WORK INSTRUCTIONS: Copy out the entries that follow, unchanged.

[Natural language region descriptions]
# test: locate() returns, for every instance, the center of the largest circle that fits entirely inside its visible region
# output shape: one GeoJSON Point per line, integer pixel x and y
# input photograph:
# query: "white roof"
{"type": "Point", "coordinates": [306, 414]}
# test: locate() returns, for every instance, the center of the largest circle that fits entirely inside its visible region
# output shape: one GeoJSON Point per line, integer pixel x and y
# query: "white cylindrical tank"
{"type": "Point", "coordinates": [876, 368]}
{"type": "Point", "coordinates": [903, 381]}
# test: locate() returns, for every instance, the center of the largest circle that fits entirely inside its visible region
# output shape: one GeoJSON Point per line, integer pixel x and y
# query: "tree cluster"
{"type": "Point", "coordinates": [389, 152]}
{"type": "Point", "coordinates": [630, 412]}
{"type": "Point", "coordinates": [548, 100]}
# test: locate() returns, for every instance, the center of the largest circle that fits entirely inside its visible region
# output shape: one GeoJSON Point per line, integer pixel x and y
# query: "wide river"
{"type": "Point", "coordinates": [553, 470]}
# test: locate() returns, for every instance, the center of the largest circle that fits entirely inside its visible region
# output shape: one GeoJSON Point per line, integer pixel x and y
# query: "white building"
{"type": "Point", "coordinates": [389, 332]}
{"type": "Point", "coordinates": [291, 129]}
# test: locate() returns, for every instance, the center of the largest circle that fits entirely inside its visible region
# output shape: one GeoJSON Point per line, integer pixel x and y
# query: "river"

EXPECTED OUTPUT:
# test: locate() returns, for every instance, the center of the largest circle that fits entirely inside its visible region
# output shape: one GeoJSON Point per line, integer pixel x and y
# input photograph:
# query: "white roof"
{"type": "Point", "coordinates": [306, 414]}
# test: locate() returns, for every instance, the center of the largest circle that fits entirely inside its visible region
# output shape: one GeoJSON Point per line, integer pixel x and y
# query: "white cylindrical tank"
{"type": "Point", "coordinates": [876, 368]}
{"type": "Point", "coordinates": [903, 381]}
# test: locate() returns, for every instance, the center of the largest circle that fits entirely inside its visible region
# output shape: one GeoJSON Point per line, integer pixel x and y
# query: "tree cluster"
{"type": "Point", "coordinates": [389, 152]}
{"type": "Point", "coordinates": [630, 412]}
{"type": "Point", "coordinates": [548, 100]}
# test: locate() returns, for every instance, the center of the largest circle that fits entirely inside its visible region
# output shape: one GeoJSON Point per line, integer pixel x and y
# query: "wide river"
{"type": "Point", "coordinates": [553, 470]}
# test: locate() returns, for every instance, the center of the largest circle that fits entirely inside its visible region
# output shape: one GeoJSON Point per line, integer pixel x and y
# query: "white building"
{"type": "Point", "coordinates": [389, 332]}
{"type": "Point", "coordinates": [291, 129]}
# test: locate() returns, for every instance, the center of the largest circle that fits entirely inside its visible region
# output shape: one GeoJSON Point per line, integer pixel x and y
# query: "river"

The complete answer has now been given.